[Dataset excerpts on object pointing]
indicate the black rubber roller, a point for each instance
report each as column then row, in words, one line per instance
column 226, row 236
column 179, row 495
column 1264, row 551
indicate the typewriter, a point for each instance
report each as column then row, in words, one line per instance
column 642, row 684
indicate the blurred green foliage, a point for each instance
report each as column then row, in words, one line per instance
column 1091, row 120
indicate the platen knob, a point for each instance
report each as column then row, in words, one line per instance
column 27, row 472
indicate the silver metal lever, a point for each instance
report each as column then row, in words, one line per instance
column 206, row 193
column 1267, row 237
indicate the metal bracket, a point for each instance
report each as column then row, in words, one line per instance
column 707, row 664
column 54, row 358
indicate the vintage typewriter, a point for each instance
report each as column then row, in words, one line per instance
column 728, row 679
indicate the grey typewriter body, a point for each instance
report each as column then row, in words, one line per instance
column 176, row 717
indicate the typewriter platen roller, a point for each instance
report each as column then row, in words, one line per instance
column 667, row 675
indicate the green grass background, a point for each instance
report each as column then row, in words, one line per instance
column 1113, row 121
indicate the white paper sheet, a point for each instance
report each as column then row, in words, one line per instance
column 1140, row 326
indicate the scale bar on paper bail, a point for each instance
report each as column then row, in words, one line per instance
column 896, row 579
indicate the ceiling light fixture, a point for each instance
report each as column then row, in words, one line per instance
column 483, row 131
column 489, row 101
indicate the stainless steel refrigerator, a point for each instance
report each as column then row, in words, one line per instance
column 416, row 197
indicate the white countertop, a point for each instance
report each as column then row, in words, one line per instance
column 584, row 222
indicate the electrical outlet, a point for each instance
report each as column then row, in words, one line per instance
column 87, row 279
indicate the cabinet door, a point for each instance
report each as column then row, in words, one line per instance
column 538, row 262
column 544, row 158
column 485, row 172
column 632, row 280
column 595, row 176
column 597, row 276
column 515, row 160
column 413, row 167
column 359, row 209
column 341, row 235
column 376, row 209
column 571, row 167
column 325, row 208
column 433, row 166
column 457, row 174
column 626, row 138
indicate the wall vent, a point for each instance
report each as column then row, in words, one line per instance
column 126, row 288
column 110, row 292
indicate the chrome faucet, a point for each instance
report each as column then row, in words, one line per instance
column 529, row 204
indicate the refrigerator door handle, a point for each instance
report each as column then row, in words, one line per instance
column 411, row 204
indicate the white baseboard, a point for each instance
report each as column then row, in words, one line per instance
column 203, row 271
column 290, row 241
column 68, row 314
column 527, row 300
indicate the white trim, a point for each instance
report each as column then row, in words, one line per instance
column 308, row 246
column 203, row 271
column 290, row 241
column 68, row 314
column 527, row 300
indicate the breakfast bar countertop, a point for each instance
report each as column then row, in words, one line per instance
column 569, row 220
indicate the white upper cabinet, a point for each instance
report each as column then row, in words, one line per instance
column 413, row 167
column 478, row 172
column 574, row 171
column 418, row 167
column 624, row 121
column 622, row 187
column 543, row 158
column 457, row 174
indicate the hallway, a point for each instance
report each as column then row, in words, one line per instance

→ Exercise aim: Please rewrite the records above, changing each "indicate" to "mark" and keeping everything else the same.

→ Task result:
mark the black rubber roller, a point for each instance
report each as column then row, in words, one line per instance
column 226, row 236
column 179, row 495
column 1264, row 551
mark the typewriter, a point for each instance
report each as column then row, in words, one line per instance
column 642, row 684
mark the blurred green foliage, a point for each instance
report each as column then row, in words, one line per instance
column 1091, row 120
mark the platen knob, a point for each instance
report each as column then row, in words, one line per instance
column 27, row 472
mark the silver metal lever, a point for each instance
report each as column then row, in words, one line per instance
column 206, row 193
column 1267, row 237
mark the metal bracket, a point for each instance
report each as column then row, in words, one line per instance
column 707, row 664
column 54, row 358
mark the vintage typewriter, a point for each instance
report each as column then row, in words, one line per instance
column 728, row 679
mark the grey typewriter body, a point for each instance
report each as column then row, in words, one line per instance
column 176, row 717
mark the typewriter platen roller, a point for each instance
report each as column then row, in words, one line per instance
column 667, row 675
mark the green grass background, a point for each instance
report each as column then row, in words, one line per instance
column 1113, row 121
mark the white paper sheet, a point for each instance
report each as column then row, in words, one line per instance
column 1140, row 326
mark the scale bar on paper bail, a point for each instance
report each as column then row, in words, one line per instance
column 896, row 579
mark the ceiling light fixture, a point for each instance
report each as column then row, in words, one line per instance
column 483, row 131
column 489, row 101
mark the stainless steel refrigerator, a point for each instance
report each as column then row, in words, one line per instance
column 416, row 197
mark the white countertop, a point for each instance
report each as column then row, in words, one line per instance
column 584, row 222
mark the electrical outlet, a point for each instance
report each as column then row, in words, one line per instance
column 87, row 279
mark the cabinet door, a point for each instance
report each as column then row, in words, one line per instance
column 538, row 262
column 544, row 158
column 485, row 172
column 632, row 280
column 595, row 176
column 597, row 276
column 515, row 160
column 413, row 167
column 359, row 209
column 341, row 235
column 376, row 209
column 571, row 167
column 325, row 208
column 433, row 166
column 457, row 174
column 626, row 138
mark the wall vent, a point for each instance
report each as column then row, in words, one line per instance
column 126, row 288
column 110, row 292
mark the chrome faucet, a point for each instance
report each as column then row, in words, one line per instance
column 529, row 204
mark the refrigerator door handle, a point for each instance
report each as column then row, in words, one line per instance
column 411, row 204
mark the white baseboard, a point for each instance
report each as column then row, in words, one line per instance
column 203, row 271
column 290, row 241
column 68, row 314
column 527, row 300
mark the white trim, a point for each instance
report each as column then row, in words, one line per instance
column 308, row 246
column 203, row 271
column 290, row 241
column 68, row 314
column 527, row 300
mark the breakfast bar countertop, a point for each instance
report each as column then row, in words, one line per instance
column 569, row 220
mark the white upper cabinet, a point for each instance
report each as column then row, in words, one line per instance
column 413, row 167
column 478, row 172
column 574, row 171
column 418, row 167
column 624, row 121
column 622, row 187
column 543, row 158
column 457, row 174
mark the hallway, a point for each instance
report each as column then row, in words, one line per instance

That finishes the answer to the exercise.